**Brief**
Every line in the records below that holds the word "dorsal" is to be copied.

**Data section**
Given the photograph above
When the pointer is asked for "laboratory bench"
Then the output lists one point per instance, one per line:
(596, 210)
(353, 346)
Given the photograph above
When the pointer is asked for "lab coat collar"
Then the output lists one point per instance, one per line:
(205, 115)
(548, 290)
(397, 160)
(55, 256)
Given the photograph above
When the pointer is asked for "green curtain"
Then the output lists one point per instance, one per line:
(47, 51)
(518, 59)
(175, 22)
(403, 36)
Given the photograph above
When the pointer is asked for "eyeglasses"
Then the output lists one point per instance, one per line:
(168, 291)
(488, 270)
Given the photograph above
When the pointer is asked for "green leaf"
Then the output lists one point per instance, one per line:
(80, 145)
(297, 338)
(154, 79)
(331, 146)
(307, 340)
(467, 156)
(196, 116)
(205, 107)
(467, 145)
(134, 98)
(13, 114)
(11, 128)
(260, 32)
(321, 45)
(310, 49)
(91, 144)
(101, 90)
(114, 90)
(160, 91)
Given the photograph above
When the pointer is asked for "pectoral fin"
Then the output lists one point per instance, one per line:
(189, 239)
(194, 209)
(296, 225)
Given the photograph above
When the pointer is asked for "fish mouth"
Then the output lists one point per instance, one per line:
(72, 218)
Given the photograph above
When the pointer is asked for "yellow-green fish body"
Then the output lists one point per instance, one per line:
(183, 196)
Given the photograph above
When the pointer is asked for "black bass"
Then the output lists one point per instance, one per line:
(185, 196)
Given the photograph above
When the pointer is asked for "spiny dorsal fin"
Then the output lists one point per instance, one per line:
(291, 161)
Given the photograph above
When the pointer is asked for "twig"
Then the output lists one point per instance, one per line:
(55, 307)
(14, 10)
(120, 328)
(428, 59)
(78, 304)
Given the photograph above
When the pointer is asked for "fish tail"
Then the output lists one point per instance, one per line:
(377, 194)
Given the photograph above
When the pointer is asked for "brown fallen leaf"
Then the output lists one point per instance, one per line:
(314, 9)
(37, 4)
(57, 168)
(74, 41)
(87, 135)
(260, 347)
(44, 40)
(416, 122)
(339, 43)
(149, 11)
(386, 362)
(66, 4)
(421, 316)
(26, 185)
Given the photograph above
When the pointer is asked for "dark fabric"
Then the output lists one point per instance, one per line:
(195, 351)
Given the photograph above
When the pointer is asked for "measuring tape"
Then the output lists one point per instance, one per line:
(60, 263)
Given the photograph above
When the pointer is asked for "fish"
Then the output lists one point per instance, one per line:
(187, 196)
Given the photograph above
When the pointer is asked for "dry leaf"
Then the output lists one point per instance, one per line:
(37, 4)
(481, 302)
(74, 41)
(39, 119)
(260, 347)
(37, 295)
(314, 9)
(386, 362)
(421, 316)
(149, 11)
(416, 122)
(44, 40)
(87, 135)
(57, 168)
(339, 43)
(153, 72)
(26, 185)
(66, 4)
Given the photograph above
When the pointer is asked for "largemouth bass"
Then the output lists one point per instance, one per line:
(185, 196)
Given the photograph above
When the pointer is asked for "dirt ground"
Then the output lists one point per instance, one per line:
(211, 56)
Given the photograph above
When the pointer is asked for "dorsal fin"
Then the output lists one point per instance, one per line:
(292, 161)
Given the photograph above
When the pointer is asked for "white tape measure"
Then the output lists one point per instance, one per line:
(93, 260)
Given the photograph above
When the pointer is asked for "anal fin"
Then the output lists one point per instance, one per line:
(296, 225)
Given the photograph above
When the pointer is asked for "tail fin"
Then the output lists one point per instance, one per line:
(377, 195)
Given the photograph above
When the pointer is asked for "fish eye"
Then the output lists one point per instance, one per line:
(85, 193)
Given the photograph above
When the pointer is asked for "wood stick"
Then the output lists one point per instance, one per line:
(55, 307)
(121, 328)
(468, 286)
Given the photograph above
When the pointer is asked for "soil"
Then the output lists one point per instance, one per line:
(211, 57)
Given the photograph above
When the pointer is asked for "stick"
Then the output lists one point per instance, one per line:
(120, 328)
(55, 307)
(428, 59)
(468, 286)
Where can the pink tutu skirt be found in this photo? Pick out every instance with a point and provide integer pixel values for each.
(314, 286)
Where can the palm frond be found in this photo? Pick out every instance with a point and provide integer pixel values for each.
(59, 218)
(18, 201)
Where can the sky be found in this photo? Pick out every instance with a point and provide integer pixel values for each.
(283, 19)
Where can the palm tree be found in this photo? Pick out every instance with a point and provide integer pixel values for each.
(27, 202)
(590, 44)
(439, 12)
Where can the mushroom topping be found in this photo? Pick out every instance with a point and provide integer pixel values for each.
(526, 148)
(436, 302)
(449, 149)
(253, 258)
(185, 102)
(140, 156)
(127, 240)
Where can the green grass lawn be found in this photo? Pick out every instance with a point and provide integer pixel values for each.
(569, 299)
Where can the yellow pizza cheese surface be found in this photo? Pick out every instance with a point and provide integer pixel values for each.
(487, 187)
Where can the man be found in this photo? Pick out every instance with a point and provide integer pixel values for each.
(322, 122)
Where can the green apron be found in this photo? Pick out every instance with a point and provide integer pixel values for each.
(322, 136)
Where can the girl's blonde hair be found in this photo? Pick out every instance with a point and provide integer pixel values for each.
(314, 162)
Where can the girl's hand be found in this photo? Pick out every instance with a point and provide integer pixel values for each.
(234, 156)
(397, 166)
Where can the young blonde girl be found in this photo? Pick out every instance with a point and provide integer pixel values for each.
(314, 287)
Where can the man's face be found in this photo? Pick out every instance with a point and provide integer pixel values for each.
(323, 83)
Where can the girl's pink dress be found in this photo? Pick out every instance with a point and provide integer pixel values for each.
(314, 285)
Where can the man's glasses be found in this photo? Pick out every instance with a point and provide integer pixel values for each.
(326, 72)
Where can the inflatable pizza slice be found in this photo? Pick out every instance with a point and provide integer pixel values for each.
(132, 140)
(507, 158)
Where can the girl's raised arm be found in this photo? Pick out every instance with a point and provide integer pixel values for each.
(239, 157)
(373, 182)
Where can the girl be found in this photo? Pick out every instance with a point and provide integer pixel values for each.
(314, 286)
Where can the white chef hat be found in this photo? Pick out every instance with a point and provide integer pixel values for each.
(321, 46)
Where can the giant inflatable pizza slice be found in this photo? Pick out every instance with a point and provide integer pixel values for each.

**Solution to the exercise**
When the pointer is asked for "spiny dorsal fin"
When the pointer is asked for "dorsal fin"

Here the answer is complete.